Durante anos, os médicos tiveram acesso a mapas confiáveis do corpo e seus órgãos - circulação sanguínea, sistema digestivo, nervos e similares -, mas sempre com uma frustrante zona cinzenta: o cérebro.
Nesta quarta-feira, uma equipe de neurocientistas, especialistas em computação e engenheiros disseram ter compilado o que "poderia ser o mapa mais preciso até o momento" do espaço misterioso que há entre os nossos ouvidos.
Os pesquisadores descobriram cerca de 100 regiões, não reportadas anteriormente, da camada exterior enrugada do órgão - chamada de córtex cerebral ou massa cinzenta.
"Estes novos conhecimentos e ferramentas devem ajudar a explicar como nosso córtex evoluiu e os papéis das suas áreas especializadas em saúde e doença", disse Bruce Cuthbert, dos Institutos Nacionais de Saúde dos Estados Unidos, que cofinanciaram a pesquisa, publicada na revista Nature.
Um dia, eles podem permitir "uma precisão sem precedentes em cirurgias cerebrais", acrescentou.
Por mais de um século, inicialmente usando nada além de conjeturas, os cientistas procuraram delinear as diferentes áreas do cérebro e suas funções.
Em 1800, os chamados "frenologistas" dividiram o órgão em seções que controlam certos sentidos e traços de caráter.
A região responsável pelo "espírito combativo" (destructiveness), por exemplo, pairava em algum lugar acima da orelha, enquanto a área relativa ao "amor paternal" ficava na parte de trás da cabeça, e a da "esperança", no topo.
Esta teoria hoje extinta se tornou desacreditada com o surgimento da dissecação e de outros métodos de análise científica.

┄┄┄┄┄┄┄┄┄┄┄┄┄┄┄┄┄┄┄┄

- Uso das informações -
(A) Transcreva o trecho do texto sobre o mapeamento do cérebro de "Durante anos, os" até "cinzenta: o cérebro.".
(B) Retome o texto sobre o mapeamento do cérebro a partir do ponto em que ele termina.
As linhas que vêm depois não têm nenhum papel nesta parte.

┄┄┄┄┄┄┄┄┄┄┄┄┄┄┄┄┄┄┄┄

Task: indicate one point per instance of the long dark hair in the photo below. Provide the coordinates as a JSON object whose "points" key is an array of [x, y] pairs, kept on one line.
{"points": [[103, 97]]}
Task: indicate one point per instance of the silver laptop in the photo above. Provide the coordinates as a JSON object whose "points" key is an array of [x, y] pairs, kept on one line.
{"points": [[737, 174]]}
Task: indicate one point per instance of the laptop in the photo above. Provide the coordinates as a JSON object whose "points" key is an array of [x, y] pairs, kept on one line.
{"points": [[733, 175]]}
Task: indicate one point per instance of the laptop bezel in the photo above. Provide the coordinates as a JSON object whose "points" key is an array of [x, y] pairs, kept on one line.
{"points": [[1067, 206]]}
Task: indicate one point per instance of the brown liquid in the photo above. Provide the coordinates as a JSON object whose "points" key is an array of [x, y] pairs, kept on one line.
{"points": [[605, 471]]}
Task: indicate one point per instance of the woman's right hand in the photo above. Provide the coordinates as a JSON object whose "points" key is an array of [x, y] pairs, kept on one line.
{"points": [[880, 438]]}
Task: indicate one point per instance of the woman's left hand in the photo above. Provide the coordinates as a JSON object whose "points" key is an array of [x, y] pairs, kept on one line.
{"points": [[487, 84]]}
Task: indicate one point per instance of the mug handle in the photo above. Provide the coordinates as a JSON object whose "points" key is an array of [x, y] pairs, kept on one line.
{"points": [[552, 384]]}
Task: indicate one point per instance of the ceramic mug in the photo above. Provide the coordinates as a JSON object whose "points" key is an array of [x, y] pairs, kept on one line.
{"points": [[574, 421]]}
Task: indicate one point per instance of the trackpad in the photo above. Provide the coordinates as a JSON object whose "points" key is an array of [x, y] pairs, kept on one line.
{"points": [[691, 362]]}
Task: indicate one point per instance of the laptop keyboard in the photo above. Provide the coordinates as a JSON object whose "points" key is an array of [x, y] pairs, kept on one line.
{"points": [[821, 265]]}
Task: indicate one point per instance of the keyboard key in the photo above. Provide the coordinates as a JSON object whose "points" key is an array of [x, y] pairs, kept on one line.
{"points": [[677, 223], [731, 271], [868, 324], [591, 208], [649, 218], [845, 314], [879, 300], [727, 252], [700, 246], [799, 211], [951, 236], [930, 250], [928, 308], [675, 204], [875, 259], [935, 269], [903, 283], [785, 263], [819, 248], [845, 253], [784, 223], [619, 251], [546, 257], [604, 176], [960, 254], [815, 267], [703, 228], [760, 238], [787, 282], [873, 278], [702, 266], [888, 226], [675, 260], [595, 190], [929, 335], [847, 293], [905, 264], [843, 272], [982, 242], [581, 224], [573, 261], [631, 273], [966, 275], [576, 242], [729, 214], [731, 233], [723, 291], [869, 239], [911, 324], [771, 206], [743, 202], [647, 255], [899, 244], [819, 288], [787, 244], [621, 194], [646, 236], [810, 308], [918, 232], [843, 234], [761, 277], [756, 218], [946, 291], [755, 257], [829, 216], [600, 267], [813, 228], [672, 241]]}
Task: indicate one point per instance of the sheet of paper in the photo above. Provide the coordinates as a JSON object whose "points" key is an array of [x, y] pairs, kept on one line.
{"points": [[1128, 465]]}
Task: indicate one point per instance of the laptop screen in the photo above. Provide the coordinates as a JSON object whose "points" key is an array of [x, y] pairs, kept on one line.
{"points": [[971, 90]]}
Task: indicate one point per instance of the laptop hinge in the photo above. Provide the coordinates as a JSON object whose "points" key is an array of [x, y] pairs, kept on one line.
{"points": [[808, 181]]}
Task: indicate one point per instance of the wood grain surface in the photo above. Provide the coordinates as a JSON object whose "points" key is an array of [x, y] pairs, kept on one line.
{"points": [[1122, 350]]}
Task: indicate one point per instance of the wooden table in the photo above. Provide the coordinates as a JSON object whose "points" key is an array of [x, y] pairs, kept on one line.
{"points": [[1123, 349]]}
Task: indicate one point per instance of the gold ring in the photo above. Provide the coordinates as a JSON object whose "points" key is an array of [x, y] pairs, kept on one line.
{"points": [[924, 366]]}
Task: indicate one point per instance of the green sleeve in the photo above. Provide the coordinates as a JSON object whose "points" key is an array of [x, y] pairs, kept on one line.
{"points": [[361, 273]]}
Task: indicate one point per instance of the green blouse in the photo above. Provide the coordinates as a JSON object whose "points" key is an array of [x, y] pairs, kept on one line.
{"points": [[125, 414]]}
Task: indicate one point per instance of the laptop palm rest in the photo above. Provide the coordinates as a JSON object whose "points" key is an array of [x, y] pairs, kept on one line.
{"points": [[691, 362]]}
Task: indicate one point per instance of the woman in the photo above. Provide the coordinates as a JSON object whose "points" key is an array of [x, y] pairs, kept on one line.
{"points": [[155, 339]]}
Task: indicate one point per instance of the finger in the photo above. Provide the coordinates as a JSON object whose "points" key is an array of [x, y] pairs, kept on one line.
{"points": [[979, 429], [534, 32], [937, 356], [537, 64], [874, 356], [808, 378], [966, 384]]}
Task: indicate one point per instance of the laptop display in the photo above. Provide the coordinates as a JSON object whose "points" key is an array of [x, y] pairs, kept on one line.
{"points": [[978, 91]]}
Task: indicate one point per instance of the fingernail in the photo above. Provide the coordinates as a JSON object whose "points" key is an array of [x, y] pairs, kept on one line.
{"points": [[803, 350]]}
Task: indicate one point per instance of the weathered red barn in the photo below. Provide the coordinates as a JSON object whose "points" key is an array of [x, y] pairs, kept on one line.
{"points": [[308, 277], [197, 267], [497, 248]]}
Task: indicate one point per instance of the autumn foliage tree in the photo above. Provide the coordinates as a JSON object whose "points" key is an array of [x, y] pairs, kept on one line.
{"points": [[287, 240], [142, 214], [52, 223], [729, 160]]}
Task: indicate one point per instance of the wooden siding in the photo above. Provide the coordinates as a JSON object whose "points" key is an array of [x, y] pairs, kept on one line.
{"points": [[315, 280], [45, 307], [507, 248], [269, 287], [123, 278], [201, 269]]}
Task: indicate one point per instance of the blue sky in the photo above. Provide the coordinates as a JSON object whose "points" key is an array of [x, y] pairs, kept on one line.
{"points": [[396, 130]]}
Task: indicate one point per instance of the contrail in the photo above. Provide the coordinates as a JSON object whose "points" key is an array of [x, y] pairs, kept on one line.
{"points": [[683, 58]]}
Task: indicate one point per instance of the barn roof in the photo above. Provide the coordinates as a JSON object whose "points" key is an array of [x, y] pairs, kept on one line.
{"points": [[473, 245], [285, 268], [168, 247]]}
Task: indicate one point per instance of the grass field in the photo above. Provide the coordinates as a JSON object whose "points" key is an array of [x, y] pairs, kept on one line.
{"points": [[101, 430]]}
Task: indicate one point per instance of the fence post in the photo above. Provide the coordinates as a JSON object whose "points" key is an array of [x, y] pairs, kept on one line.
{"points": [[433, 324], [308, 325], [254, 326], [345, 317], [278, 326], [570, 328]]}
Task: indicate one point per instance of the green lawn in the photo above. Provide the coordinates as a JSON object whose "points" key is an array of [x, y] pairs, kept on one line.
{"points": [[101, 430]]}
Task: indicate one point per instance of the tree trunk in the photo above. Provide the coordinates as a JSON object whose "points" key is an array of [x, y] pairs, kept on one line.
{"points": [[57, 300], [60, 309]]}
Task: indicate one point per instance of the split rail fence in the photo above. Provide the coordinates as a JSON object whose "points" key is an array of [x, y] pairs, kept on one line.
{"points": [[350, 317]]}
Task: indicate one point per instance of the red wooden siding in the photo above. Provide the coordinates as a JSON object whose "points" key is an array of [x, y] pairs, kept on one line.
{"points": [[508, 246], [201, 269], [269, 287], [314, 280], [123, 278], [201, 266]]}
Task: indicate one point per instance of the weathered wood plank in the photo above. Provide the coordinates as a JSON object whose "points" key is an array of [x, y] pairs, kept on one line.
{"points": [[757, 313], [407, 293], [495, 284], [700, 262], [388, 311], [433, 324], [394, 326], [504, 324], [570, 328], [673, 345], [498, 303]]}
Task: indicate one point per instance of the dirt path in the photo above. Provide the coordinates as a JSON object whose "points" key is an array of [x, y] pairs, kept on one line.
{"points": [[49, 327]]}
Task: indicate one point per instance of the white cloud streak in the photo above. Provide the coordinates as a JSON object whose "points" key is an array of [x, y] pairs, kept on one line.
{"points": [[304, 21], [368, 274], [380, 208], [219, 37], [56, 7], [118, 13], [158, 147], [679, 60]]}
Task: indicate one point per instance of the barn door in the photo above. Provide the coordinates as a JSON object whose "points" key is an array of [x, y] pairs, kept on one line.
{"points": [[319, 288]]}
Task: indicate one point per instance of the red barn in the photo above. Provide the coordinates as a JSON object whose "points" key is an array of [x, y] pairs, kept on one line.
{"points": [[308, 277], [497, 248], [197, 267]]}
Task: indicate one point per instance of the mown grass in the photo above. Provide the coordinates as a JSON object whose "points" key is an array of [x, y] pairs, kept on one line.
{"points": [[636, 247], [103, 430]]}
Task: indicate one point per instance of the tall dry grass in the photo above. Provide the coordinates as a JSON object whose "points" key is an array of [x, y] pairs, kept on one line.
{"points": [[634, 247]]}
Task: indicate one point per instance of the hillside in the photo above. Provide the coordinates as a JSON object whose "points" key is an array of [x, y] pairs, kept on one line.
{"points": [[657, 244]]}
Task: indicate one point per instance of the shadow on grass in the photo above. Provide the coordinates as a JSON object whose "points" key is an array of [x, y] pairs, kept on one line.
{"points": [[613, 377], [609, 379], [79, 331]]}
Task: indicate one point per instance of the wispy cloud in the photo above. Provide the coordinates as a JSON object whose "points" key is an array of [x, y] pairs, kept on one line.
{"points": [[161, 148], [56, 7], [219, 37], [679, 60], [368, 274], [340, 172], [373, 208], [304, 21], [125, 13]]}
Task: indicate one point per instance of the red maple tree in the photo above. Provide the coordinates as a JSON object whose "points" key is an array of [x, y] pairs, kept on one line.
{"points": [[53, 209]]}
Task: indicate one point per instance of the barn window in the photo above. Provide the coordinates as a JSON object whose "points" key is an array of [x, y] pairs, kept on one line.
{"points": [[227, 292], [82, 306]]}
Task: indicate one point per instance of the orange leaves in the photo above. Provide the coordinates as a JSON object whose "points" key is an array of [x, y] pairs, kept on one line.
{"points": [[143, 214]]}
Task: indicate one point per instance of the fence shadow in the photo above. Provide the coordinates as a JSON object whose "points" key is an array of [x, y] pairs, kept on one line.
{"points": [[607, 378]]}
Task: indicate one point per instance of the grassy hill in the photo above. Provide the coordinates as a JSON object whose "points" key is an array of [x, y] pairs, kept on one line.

┄┄┄┄┄┄┄┄┄┄┄┄┄┄┄┄┄┄┄┄

- Problemas resolvidos -
(A)
Durante anos, os médicos tiveram acesso a mapas confiáveis do corpo e seus órgãos - circulação sanguínea, sistema digestivo, nervos e similares -, mas sempre com uma frustrante zona cinzenta: o cérebro.

(B)
Como a astronomia
Em 1909, o neurologista alemão Korbinian Brodmann publicou o que é talvez o mais conhecido mapa do cérebro, baseado na descoberta de que diferentes regiões são constituídas por diferentes tipos de células.
O mapa de Brodmann, que dividiu o córtex cerebral em algumas dúzias de áreas, ainda é utilizado hoje.
Já se sabe há algum tempo aproximadamente quais regiões controlam os movimentos voluntários musculares, a linguagem, a visão, o som e os aspectos da personalidade, por exemplo.
Mas os cientistas ainda discordam sobre quantas regiões do cérebro existem - e mais ainda sobre o que cada uma delas faz.
Antes do novo mapa, havia 83 áreas conhecidas em cada metade do cérebro - um número que agora aumentou para 180, segundo a equipe de pesquisadores.
A descoberta foi possível graças à combinação de dados de diferentes métodos de registro de imagens usados para estudar os cérebros de 210 adultos.
Os pesquisadores então testaram seu novo software em um outro grupo de 210 adultos, e descobriram que ele era capaz de identificar com precisão as regiões mapeadas nos cérebros deles também, apesar da variabilidade individual.
"A situação é análoga à astronomia, onde telescópios terrestres produziram imagens relativamente borradas do céu antes do advento da óptica adaptativa e dos telescópios espaciais", disse o autor do estudo Matthew Glasser, da Faculdade de Medicina da Universidade de Washington no Missouri.